> [INPUT DATA]:
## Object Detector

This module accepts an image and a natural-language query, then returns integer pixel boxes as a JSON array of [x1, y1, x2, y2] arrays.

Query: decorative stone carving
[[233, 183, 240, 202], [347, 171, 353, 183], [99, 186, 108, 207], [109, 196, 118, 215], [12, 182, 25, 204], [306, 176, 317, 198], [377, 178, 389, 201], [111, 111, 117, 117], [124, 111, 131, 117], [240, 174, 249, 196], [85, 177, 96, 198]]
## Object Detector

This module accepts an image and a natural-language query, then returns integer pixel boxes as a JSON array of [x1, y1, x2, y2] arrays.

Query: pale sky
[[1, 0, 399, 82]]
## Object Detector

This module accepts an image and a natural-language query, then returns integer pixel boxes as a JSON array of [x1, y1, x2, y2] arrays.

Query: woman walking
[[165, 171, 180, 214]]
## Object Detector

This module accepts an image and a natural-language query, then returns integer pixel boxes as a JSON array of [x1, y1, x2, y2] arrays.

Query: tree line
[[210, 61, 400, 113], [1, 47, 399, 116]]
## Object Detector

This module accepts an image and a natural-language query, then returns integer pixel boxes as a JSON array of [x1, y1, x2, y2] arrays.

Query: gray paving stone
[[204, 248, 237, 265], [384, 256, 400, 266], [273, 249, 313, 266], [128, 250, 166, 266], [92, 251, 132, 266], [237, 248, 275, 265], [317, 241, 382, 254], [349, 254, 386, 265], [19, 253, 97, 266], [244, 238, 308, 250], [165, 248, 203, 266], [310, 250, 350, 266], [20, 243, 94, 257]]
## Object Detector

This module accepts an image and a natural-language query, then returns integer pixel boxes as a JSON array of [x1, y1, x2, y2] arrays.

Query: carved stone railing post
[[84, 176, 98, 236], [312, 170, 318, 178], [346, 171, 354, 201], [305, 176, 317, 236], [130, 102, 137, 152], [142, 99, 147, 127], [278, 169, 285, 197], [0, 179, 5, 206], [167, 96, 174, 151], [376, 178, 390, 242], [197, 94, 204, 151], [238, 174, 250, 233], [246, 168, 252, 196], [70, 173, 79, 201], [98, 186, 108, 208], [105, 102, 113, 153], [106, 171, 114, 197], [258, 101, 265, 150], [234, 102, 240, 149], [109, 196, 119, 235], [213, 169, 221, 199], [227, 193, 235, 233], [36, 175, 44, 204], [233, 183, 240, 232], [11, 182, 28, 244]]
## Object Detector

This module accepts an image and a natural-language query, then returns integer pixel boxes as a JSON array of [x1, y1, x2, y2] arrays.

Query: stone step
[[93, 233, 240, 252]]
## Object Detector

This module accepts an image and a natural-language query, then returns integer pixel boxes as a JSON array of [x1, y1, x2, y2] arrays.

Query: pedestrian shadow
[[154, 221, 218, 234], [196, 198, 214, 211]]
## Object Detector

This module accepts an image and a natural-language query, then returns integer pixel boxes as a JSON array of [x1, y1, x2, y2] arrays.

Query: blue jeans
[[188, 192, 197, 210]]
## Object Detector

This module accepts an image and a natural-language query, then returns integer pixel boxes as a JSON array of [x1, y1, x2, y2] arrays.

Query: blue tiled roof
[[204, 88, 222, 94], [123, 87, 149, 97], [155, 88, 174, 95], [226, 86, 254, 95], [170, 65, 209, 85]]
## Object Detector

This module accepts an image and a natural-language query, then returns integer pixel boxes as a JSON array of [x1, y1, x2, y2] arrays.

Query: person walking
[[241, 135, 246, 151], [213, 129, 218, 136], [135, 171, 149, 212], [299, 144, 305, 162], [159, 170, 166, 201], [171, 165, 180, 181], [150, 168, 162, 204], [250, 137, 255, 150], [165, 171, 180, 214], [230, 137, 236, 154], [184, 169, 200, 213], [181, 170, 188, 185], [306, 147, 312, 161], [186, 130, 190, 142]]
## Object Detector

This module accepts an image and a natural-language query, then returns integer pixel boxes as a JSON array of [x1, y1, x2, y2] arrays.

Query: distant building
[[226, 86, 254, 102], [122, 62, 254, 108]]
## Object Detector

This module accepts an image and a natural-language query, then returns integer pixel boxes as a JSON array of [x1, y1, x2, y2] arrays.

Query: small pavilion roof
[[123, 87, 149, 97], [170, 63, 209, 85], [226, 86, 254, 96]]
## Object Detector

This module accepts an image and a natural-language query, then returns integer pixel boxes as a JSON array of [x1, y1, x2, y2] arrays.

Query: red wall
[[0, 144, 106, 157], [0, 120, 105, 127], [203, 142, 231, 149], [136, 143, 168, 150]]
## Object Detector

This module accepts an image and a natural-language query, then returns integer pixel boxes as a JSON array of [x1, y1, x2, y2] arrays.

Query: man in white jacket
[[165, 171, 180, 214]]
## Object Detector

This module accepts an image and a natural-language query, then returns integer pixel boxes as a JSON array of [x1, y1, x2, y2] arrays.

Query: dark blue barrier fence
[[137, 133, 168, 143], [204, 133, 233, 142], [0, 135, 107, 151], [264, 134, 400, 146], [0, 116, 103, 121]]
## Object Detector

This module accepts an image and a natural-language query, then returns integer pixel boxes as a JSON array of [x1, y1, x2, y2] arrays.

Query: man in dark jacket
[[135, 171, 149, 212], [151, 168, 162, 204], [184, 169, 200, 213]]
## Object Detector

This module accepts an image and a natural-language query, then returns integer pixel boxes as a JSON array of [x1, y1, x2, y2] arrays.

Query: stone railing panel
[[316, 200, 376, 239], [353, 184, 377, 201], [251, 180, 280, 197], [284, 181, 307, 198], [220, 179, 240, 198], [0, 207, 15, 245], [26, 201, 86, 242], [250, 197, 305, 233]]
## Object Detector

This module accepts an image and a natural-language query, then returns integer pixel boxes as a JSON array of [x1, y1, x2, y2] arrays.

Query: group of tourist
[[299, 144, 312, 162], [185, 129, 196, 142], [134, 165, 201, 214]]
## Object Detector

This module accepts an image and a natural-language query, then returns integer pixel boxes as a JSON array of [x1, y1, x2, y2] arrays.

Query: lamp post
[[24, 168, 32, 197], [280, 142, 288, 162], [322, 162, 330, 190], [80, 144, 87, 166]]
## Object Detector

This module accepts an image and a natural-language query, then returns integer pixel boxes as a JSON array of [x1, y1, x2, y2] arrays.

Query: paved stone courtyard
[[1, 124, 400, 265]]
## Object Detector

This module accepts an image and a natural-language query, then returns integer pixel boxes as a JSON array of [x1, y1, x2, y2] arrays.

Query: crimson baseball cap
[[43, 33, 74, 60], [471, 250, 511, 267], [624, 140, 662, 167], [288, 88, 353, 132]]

> [WHAT THE TASK ASKS]: Could you return all of the data exactly as written?

> [RESPONSE BELOW]:
## Object Detector

This module accepts an image and a natural-language query, then returns integer pixel boxes as a JSON array of [x1, y1, x2, y2] arrays.

Query: decorative stone carving
[[233, 183, 240, 202], [347, 171, 353, 183], [99, 186, 108, 207], [109, 196, 118, 215], [12, 182, 25, 204], [306, 176, 317, 198], [377, 178, 389, 201], [111, 111, 117, 117], [124, 111, 131, 117], [240, 174, 249, 196], [85, 177, 96, 198]]
## Object Detector

This module accepts an image and a natural-language query, then returns integer pixel boxes as a JSON array of [x1, y1, x2, y2] arrays.

Query: pale sky
[[1, 0, 399, 82]]
## Object Detector

This module accepts an image and a natural-language query, then returns integer pixel boxes as a JSON array of [x1, y1, x2, y2] arrays.

Query: woman walking
[[165, 171, 180, 214]]
## Object Detector

This module accepts an image and a natural-language query, then returns integer pixel boxes as a JSON array of [x1, y1, x2, y2] arrays.

Query: tree line
[[210, 61, 400, 113], [1, 47, 399, 116]]
## Object Detector

This module accepts an image and a natural-language query, then returns integer pixel boxes as a JSON array of [x1, y1, x2, y2] arrays.

Query: gray paving stone
[[204, 248, 237, 265], [384, 256, 400, 266], [273, 249, 313, 266], [128, 250, 166, 266], [92, 251, 132, 266], [237, 248, 275, 265], [317, 241, 382, 254], [349, 254, 386, 265], [19, 253, 97, 266], [244, 238, 308, 250], [165, 248, 203, 266], [310, 250, 350, 266], [20, 243, 94, 257]]
## Object Detector

This module accepts an image and a natural-language query, then returns integer pixel boxes as a JSON array of [x1, y1, x2, y2] arrays.

Query: carved stone railing post
[[84, 176, 98, 236], [312, 170, 318, 178], [346, 171, 354, 201], [305, 176, 317, 236], [130, 102, 137, 152], [142, 99, 147, 127], [278, 169, 285, 197], [0, 179, 5, 206], [167, 96, 174, 151], [376, 178, 390, 242], [197, 94, 204, 151], [238, 174, 250, 233], [246, 168, 252, 196], [70, 173, 79, 201], [98, 186, 108, 208], [105, 102, 113, 153], [106, 171, 114, 197], [258, 101, 265, 150], [234, 102, 240, 149], [109, 196, 119, 235], [213, 169, 221, 199], [227, 193, 235, 233], [36, 175, 44, 204], [233, 183, 240, 232], [11, 182, 28, 244]]
## Object Detector

This module accepts an image and a natural-language query, then returns integer pixel boxes as a JSON array of [x1, y1, x2, y2] arrays.

Query: stone step
[[93, 233, 240, 252]]
## Object Detector

This module accepts an image and a natural-language query, then returns integer pixel boxes as a JSON array of [x1, y1, x2, y2] arrays.

Query: pedestrian shadow
[[154, 221, 218, 234], [196, 198, 214, 211]]
## Object Detector

This module accepts an image and a natural-language query, then returns integer pixel boxes as a JSON array of [x1, y1, x2, y2] arrays.

Query: blue jeans
[[188, 192, 197, 210]]
## Object Detector

This module accepts an image and a natural-language query, then returns integer pixel boxes as a JSON array of [x1, y1, x2, y2] arrays.

Query: blue tiled roof
[[204, 88, 222, 94], [123, 87, 149, 97], [155, 88, 174, 95], [226, 86, 254, 95], [170, 65, 209, 85]]
## Object Detector

This module accepts an image and a natural-language query, then returns integer pixel boxes as a JSON array of [x1, y1, x2, y2] arrays.

Query: person walking
[[241, 135, 246, 151], [213, 129, 218, 136], [135, 171, 149, 212], [299, 144, 305, 162], [159, 170, 166, 201], [171, 165, 180, 181], [150, 168, 162, 204], [250, 137, 255, 150], [165, 171, 180, 214], [230, 137, 236, 154], [184, 169, 200, 213], [181, 170, 188, 185], [306, 147, 312, 161], [186, 130, 190, 142]]
## Object Detector

This module accepts an image and a natural-language query, then returns integer pixel boxes as a JSON array of [x1, y1, x2, y2] arrays.

Query: distant building
[[226, 86, 254, 102], [122, 62, 254, 108]]
## Object Detector

This module accepts an image and a natural-language query, then returns integer pixel boxes as a JSON array of [x1, y1, x2, y2] arrays.

Query: small pavilion roof
[[123, 87, 149, 97], [170, 63, 209, 85], [226, 86, 254, 96]]
## Object Detector

This module accepts an image and a natural-language query, then returns integer pixel boxes as a JSON array of [x1, y1, x2, y2] arrays.

Query: red wall
[[0, 144, 106, 157], [0, 120, 105, 127], [203, 142, 231, 149], [136, 143, 168, 150]]
## Object Detector

This module accepts an image and a natural-language query, then returns integer pixel boxes as a JSON array of [x1, y1, x2, y2] arrays.

Query: man in white jacket
[[165, 171, 180, 214]]
## Object Detector

This module accepts an image and a natural-language query, then returns integer pixel boxes as a JSON array of [x1, y1, x2, y2] arrays.

Query: dark blue barrier fence
[[137, 133, 168, 143], [204, 133, 233, 142], [0, 135, 107, 151], [264, 134, 400, 146], [0, 116, 103, 121]]
## Object Detector

This module accepts an image and a natural-language query, then returns integer pixel boxes as a JSON array of [x1, y1, x2, y2] arrays.

Query: man in dark jacket
[[135, 171, 149, 212], [151, 168, 162, 204], [184, 169, 200, 213]]
## Object Detector

This module accepts an image and a natural-language query, then returns integer pixel boxes as a JSON array of [x1, y1, x2, y2] arrays.

Query: stone railing panel
[[316, 200, 376, 239], [353, 184, 377, 201], [251, 180, 280, 197], [284, 181, 307, 198], [220, 179, 240, 198], [0, 207, 15, 245], [26, 201, 86, 242], [250, 197, 305, 233]]
## Object Detector

This module accepts an image and a natural-language query, then returns integer pixel boxes as a JSON array of [x1, y1, x2, y2] arrays.

Query: group of tourist
[[299, 144, 312, 162], [185, 129, 196, 142], [134, 165, 201, 214]]
## Object Detector

This module accepts an image and a natural-language query, then returns integer pixel boxes as a JSON array of [x1, y1, x2, y2] arrays.

Query: lamp post
[[24, 168, 32, 197], [280, 142, 288, 162], [322, 162, 330, 190], [80, 144, 87, 166]]
## Object Detector

This module accepts an image and a natural-language query, then returns integer pixel boxes as a JSON array of [x1, y1, x2, y2] arrays.

Query: paved stone courtyard
[[1, 124, 400, 265]]
## Object Detector

This module accepts an image and a natural-language query, then returns integer pixel boxes as a JSON array of [x1, y1, x2, y2] arrays.

Query: crimson baseball cap
[[43, 33, 74, 60], [471, 250, 511, 267], [624, 140, 662, 167], [288, 88, 353, 132]]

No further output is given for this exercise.